# [Directive]
From the dating article, print the stretch from "ILANA:  I have" through "of my life." word for word.

── Extract

10 Answers on Dating, Sex, Age, Gender, Religion, Faith, Sobriety, and Rules

By M. Alexander

This week, I have spent a lot of time speaking with Ilana Angel, writer of “Keeping the Faith”, The Jewish Journal’s most popular blog.  Ilana writes a lot about dating—she is a single, 45 year old mother.  I am a single, 22 year old recovering heroin addict.  We began to discuss dating, relationships, and sex—immediately realizing our many differences. She called me “Pig.”  I called her “Neurotic.”  We decided to each answer a series of dating-related questions—are we really so different?



MICHAEL: Sometimes I think, “Damn, I’m handsome, smart, and charming.  If she doesn’t fall for me, she’s probably dense and blind.”  Other times I think “What was she thinking when she agreed to go out with me?  She probably just wants a free dinner.  She probably feels bad for me.”

But I’m becoming more successful at clearing my mind before a date.  I usually stay busy until right before I have to leave, attempting to go into a date without anxiety.  I try not to judge myself or judge my date as either prettier than me, dumber than me, or more desperate than me.

If I go into the date without expectations and let things flow effortlessly, everything usually goes smoothly.  I can then be more honest about whether or not we have a connection and we can mutually decide whether we want to see each other again.

ILANA: I case the joint for emergency exits, make sure I have a girlfriend scheduled to call me 30 minutes in should I need an emergency exit, pray to God I have not made a bad decision and am about to meet someone unsafe, order a drink, pop a TicTac and hope for the best.


MICHAEL: I don’t have any pre-set guideline.  If the girl wants to wait 3 months, I’ll wait three months.  If the first date naturally leads to immediate sex, I am not going to throw her off of me.

ILANA:  I have waited and not waited and it does not change how I feel about myself, or the man I am with.  When I was young I was tormented if I slept with someone too soon, but now, in my 40’s, I am more forgiving of myself and allow myself to live and enjoy sex as part of my life.


MICHAEL: I like to think I’m pretty open-minded, but no pre-ops or post-ops.  And if she believes that she was a man in their past life? —I’m not sure what I’d do.  Convicted felons? No problem, as long as she’s interesting.

────
── Material shown

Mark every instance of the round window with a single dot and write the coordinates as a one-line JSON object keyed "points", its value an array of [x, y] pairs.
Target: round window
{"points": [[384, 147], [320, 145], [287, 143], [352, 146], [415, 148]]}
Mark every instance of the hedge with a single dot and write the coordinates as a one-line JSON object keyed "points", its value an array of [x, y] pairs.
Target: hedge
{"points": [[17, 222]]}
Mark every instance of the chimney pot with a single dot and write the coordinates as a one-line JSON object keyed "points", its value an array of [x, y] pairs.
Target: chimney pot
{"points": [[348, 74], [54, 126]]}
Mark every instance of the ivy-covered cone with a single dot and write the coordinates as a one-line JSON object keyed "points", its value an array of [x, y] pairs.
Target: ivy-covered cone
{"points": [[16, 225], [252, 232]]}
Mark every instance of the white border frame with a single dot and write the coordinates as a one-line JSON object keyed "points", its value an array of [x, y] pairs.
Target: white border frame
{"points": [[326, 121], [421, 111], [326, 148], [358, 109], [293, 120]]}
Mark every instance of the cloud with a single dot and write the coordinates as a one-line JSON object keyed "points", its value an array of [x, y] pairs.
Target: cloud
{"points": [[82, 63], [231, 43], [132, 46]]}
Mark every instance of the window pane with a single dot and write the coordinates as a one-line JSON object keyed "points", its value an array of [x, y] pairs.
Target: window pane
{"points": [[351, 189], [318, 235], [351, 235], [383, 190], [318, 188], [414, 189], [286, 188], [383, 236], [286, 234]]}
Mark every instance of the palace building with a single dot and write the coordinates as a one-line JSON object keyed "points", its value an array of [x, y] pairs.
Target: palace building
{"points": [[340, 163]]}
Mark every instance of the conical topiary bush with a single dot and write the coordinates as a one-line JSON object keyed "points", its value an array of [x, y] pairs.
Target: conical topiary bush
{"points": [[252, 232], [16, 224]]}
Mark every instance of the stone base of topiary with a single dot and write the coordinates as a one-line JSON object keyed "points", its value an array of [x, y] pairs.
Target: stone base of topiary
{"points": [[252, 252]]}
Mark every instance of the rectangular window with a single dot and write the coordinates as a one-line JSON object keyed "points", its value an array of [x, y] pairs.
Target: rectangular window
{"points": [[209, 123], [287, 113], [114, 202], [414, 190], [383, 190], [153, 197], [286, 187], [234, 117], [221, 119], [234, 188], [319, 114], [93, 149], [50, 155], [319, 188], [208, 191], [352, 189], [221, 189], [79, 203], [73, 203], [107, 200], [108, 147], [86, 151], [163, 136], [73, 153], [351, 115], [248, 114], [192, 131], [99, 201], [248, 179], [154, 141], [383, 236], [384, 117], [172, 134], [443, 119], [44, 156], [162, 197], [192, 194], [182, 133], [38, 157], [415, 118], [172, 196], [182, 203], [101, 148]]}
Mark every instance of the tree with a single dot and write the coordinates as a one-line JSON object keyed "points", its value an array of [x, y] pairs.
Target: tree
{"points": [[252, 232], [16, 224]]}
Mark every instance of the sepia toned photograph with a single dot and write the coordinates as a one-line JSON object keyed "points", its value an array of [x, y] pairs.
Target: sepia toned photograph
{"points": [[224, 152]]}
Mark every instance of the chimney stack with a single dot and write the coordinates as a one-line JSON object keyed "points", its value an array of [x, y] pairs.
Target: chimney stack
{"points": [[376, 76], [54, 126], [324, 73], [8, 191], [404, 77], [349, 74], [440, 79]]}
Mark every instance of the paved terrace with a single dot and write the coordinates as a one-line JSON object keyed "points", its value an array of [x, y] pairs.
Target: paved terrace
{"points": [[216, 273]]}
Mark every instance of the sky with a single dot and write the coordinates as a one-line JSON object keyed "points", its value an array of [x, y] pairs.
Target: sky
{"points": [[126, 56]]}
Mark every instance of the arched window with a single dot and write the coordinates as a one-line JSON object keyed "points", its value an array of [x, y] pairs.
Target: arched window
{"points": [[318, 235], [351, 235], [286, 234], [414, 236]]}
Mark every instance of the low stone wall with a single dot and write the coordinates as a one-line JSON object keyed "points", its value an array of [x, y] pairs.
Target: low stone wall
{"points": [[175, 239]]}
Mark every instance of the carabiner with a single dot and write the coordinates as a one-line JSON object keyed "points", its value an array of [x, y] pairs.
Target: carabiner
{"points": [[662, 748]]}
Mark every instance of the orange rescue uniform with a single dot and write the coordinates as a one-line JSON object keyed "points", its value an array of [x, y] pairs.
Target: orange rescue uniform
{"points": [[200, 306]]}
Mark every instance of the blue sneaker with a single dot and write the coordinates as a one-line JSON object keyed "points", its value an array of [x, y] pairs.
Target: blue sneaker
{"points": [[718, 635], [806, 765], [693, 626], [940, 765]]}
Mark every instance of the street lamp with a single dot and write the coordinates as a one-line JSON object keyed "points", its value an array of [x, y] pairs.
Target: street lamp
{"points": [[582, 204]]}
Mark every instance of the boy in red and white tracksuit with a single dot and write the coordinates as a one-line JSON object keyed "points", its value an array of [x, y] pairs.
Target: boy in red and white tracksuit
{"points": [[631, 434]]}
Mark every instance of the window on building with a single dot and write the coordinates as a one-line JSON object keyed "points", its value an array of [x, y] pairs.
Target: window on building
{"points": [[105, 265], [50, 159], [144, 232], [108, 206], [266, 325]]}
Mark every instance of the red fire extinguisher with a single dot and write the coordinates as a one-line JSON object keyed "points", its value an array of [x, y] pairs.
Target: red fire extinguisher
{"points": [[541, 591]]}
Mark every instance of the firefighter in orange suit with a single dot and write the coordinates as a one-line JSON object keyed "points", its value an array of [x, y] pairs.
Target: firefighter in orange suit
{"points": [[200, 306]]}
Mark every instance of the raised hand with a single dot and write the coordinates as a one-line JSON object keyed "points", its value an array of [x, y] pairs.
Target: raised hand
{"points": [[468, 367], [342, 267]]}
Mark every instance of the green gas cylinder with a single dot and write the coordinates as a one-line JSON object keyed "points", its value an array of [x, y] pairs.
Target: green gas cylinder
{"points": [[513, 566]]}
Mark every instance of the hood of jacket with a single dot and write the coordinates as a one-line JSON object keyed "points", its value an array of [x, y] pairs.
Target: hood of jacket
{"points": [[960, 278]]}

────

# [Written reply]
ILANA:  I have waited and not waited and it does not change how I feel about myself, or the man I am with.  When I was young I was tormented if I slept with someone too soon, but now, in my 40’s, I am more forgiving of myself and allow myself to live and enjoy sex as part of my life.